→ Фрагмент документа:
■ ■ ■ ■ ■

Интересно то, что как мне сказал двоюродный брат Агурского, двоюродный брат Александра Меня Павел готовит к изданию его «Воспоминания», они незакончены, но тем не менее решил издать и назвать там лиц, которые упоминаются, в том числе Шиманова: «как тебя лучше назвать?». – Как хочешь, так и назови – «Надо, чтоб это корректно было». Сошлись на том, что я «государственник», хотя государственником себя никогда не считал, но по тем ранним статьям он так меня воспринял. Но он сказал такую интересную вещь. Оказывается, Карелина к Меню привел Агурский. Это было для меня полной неожиданностью. Что Агурский, по словам этого Горелика, относился к Карелину с огромным уважением. Еще интересен такой момент: казалось бы, они единомышленники – Мень и Агурский. Но в статье Агурского, написанной после смерти Меня, статье доброжелательной, тем не менее (я сейчас не помню в каких выражениях) видно, что расхождения, и серьезные, были. И даже неясный конфликт, связанный с христианством и еврейством. Агурский, по-видимому, был ближе к иудаизму, чем Мень – вот на этой почве что-то было. Ну вот собственно и все, что я на сегодня могу сказать.

■ ■ ■ ■ ■

→ Письменное задание a: Оформите строки записей в виде JSON-списка строк: от первой строки записей до строки с «x=1271 y=287» включительно. Каждая строка записей становится отдельной строкой списка, пустые строки пропустите.

■ ■ ■ ■ ■

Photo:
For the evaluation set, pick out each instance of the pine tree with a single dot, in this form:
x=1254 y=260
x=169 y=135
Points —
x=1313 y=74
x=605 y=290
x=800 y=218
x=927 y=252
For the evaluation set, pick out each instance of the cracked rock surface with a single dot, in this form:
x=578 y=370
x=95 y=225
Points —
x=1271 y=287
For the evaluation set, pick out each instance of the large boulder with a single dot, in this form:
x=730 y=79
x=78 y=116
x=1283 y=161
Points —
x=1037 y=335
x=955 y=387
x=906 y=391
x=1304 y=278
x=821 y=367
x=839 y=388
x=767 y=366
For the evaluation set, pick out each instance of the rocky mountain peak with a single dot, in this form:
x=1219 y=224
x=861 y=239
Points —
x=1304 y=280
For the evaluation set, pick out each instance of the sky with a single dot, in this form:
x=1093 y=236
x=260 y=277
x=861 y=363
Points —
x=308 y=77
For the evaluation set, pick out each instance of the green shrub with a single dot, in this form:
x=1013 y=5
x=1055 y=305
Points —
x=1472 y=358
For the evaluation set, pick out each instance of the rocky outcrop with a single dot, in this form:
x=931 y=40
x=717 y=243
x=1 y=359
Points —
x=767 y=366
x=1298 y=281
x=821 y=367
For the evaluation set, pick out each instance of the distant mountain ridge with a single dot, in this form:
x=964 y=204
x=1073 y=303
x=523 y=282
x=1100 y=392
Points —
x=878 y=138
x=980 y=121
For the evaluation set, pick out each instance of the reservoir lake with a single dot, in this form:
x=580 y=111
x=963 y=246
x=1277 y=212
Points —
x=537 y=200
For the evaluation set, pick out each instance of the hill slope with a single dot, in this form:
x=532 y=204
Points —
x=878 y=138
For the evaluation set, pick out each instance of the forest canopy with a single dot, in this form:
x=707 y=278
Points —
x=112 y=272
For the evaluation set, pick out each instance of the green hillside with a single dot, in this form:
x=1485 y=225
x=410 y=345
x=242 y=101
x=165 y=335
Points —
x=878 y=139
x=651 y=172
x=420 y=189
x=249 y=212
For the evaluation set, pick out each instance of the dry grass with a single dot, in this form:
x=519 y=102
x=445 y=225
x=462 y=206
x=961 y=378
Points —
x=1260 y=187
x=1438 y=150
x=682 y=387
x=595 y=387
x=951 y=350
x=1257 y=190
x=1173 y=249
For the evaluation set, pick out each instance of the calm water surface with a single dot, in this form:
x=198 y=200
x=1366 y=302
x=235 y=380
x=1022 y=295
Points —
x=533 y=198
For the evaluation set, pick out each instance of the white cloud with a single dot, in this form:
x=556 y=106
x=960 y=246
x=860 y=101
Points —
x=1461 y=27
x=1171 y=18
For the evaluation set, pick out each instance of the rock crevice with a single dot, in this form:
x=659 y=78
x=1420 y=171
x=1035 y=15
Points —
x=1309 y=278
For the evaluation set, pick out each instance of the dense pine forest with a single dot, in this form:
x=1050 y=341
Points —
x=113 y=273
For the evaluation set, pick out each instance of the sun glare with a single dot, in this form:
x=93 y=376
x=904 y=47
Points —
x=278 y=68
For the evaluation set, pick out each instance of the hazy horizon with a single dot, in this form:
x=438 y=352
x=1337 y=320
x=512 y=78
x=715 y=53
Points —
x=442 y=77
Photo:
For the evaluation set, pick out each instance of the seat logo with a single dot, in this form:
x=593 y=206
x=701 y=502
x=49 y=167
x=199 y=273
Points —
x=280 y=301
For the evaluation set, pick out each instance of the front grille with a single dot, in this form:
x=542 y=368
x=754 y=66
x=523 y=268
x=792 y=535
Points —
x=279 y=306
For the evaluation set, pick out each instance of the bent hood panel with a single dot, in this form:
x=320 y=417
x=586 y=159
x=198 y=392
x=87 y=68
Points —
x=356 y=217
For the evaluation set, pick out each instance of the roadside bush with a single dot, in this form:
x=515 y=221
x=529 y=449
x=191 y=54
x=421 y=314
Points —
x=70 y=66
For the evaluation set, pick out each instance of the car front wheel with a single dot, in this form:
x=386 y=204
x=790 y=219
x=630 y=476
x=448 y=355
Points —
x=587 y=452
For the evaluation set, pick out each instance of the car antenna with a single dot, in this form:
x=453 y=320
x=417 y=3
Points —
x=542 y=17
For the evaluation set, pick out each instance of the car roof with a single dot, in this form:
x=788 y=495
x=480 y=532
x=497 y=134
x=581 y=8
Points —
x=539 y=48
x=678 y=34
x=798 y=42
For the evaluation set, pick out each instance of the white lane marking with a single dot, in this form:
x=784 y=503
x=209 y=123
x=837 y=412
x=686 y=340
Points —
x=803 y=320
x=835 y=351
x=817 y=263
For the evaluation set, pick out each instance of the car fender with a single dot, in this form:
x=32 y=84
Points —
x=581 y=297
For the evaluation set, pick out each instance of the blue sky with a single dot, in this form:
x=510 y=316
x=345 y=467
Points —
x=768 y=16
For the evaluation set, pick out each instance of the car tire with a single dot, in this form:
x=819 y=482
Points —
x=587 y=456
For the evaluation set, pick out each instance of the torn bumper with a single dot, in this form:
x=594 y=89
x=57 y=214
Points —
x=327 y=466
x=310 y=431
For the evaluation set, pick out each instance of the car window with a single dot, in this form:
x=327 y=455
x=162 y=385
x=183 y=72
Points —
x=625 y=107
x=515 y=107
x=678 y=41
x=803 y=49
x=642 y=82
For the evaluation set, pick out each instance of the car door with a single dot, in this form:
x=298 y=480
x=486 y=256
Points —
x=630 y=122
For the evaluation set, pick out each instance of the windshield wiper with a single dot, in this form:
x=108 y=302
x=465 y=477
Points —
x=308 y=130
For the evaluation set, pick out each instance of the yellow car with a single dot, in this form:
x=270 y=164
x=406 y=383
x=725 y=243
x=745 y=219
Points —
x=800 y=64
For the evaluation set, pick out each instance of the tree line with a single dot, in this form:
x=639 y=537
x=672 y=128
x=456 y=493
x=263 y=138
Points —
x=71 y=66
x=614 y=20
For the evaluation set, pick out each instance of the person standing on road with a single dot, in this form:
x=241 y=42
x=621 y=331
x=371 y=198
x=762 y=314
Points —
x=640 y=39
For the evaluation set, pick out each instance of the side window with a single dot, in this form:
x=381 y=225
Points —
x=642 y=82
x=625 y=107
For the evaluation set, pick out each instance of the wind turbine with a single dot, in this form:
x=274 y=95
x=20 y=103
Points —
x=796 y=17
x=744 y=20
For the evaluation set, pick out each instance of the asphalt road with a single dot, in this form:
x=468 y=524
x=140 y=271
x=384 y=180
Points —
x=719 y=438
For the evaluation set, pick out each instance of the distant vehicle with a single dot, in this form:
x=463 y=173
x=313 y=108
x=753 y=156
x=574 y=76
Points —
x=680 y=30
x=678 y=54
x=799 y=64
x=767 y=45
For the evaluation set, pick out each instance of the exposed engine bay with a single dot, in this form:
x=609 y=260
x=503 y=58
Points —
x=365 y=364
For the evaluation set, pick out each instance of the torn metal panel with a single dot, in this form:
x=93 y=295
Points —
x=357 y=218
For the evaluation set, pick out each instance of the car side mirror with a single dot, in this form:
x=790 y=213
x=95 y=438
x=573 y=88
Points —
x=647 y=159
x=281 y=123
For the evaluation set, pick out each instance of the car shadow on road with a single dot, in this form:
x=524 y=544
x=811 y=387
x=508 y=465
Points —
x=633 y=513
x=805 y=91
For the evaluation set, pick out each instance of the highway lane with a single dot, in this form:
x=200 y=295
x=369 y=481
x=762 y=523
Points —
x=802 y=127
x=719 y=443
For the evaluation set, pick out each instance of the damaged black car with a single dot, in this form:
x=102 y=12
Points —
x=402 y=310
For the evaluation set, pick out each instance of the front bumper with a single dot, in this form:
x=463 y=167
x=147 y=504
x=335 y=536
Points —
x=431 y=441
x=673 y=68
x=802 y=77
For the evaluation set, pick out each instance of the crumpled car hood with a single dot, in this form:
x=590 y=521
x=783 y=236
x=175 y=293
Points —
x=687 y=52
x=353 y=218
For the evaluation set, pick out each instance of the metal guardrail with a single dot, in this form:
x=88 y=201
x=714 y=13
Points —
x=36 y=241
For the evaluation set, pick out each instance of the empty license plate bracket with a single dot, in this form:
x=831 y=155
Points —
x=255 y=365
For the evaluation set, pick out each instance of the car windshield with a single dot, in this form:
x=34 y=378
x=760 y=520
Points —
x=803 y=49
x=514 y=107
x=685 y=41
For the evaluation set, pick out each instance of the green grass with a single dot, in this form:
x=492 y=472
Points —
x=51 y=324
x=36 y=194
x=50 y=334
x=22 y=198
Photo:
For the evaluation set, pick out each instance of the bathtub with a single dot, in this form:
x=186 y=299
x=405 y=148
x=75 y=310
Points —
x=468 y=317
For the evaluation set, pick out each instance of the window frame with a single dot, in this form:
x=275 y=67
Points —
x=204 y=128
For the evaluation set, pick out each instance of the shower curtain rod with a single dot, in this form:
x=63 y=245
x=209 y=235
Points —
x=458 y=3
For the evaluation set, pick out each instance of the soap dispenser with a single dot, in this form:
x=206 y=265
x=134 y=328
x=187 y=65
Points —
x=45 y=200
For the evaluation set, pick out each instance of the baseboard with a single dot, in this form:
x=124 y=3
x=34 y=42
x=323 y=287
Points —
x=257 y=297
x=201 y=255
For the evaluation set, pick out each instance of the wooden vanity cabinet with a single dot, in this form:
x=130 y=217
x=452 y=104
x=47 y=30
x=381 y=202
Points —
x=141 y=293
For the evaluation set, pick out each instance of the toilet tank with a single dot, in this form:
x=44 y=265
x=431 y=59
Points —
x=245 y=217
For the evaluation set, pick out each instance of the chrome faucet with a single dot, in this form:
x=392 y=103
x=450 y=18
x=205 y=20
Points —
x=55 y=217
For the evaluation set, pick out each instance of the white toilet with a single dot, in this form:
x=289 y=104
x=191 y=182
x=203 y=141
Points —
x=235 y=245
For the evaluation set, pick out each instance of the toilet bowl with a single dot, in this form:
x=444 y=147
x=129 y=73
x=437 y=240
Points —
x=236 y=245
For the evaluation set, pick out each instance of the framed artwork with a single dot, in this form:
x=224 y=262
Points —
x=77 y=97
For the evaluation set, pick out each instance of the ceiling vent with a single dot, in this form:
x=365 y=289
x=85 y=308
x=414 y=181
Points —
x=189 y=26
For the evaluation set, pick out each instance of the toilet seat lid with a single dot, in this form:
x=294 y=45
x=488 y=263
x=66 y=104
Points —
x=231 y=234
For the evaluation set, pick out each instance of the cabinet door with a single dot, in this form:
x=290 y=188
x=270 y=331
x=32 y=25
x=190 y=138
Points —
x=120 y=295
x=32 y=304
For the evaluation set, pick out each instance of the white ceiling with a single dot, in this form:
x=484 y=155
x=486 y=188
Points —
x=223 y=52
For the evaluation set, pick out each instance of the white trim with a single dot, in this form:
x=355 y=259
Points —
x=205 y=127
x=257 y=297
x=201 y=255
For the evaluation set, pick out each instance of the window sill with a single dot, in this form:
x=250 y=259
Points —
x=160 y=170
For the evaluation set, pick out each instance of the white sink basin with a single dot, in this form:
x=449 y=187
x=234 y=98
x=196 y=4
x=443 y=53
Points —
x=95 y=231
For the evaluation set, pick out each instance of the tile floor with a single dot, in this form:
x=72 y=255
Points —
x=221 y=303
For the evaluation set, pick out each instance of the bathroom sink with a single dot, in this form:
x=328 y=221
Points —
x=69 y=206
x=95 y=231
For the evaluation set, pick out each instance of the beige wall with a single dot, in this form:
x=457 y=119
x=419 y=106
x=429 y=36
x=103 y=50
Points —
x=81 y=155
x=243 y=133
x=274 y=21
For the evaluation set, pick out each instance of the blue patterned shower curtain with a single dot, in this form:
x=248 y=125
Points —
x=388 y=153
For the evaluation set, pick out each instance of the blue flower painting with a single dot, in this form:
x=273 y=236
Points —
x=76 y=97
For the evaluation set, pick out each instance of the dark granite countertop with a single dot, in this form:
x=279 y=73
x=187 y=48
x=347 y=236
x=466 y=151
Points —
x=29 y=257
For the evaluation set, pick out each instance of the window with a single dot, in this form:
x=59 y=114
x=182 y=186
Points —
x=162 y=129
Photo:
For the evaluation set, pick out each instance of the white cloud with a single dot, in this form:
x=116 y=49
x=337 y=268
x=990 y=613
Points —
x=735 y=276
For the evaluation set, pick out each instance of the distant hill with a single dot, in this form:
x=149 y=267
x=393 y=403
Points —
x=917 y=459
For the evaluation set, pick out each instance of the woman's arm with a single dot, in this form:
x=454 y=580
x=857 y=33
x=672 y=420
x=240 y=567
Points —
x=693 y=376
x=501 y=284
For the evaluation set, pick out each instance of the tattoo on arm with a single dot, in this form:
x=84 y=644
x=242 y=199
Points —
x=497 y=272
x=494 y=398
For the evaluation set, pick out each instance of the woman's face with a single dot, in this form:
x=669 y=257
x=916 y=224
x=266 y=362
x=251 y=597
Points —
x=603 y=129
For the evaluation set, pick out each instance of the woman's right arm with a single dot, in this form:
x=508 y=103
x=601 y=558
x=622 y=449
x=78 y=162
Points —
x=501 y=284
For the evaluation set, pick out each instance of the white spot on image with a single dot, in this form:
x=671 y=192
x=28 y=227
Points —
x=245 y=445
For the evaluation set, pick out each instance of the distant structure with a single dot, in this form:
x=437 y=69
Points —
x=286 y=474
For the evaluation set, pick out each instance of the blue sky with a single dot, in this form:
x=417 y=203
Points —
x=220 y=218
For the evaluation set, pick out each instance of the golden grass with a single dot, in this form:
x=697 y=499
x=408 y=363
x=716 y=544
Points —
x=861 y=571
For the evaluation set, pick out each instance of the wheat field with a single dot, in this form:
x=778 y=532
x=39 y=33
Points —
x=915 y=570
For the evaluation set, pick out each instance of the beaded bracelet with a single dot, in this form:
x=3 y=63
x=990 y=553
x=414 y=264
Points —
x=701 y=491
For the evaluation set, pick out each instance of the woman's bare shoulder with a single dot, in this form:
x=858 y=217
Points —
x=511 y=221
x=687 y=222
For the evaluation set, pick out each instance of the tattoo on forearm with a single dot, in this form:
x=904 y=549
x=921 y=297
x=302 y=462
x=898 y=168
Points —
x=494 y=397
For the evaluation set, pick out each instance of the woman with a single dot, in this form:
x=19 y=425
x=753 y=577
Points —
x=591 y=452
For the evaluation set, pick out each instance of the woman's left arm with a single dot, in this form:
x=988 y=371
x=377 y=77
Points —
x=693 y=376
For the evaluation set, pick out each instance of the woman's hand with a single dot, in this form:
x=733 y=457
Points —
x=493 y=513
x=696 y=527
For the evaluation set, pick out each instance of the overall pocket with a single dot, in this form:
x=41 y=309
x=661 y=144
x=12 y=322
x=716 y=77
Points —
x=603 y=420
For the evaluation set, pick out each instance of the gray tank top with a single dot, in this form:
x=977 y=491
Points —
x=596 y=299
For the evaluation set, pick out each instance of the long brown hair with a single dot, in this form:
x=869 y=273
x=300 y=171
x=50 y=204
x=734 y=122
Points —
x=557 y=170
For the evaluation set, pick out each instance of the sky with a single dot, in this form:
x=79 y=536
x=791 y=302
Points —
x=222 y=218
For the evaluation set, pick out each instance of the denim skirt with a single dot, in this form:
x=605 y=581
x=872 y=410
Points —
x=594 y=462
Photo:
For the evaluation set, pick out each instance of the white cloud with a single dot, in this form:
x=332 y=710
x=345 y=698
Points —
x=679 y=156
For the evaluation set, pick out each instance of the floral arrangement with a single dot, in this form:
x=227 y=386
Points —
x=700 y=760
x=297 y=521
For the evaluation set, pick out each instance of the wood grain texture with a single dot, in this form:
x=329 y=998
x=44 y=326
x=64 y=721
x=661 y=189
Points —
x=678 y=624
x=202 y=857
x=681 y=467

■ ■ ■ ■ ■

→ Письменное задание b: Перепишите текст об Агурском и Мене целиком, ничего не меняя.

→ Ответ a:
[
  "Photo:",
  "For the evaluation set, pick out each instance of the pine tree with a single dot, in this form:",
  "x=1254 y=260",
  "x=169 y=135",
  "Points —",
  "x=1313 y=74",
  "x=605 y=290",
  "x=800 y=218",
  "x=927 y=252",
  "For the evaluation set, pick out each instance of the cracked rock surface with a single dot, in this form:",
  "x=578 y=370",
  "x=95 y=225",
  "Points —",
  "x=1271 y=287"
]

→ Ответ b:
Интересно то, что как мне сказал двоюродный брат Агурского, двоюродный брат Александра Меня Павел готовит к изданию его «Воспоминания», они незакончены, но тем не менее решил издать и назвать там лиц, которые упоминаются, в том числе Шиманова: «как тебя лучше назвать?». – Как хочешь, так и назови – «Надо, чтоб это корректно было». Сошлись на том, что я «государственник», хотя государственником себя никогда не считал, но по тем ранним статьям он так меня воспринял. Но он сказал такую интересную вещь. Оказывается, Карелина к Меню привел Агурский. Это было для меня полной неожиданностью. Что Агурский, по словам этого Горелика, относился к Карелину с огромным уважением. Еще интересен такой момент: казалось бы, они единомышленники – Мень и Агурский. Но в статье Агурского, написанной после смерти Меня, статье доброжелательной, тем не менее (я сейчас не помню в каких выражениях) видно, что расхождения, и серьезные, были. И даже неясный конфликт, связанный с христианством и еврейством. Агурский, по-видимому, был ближе к иудаизму, чем Мень – вот на этой почве что-то было. Ну вот собственно и все, что я на сегодня могу сказать.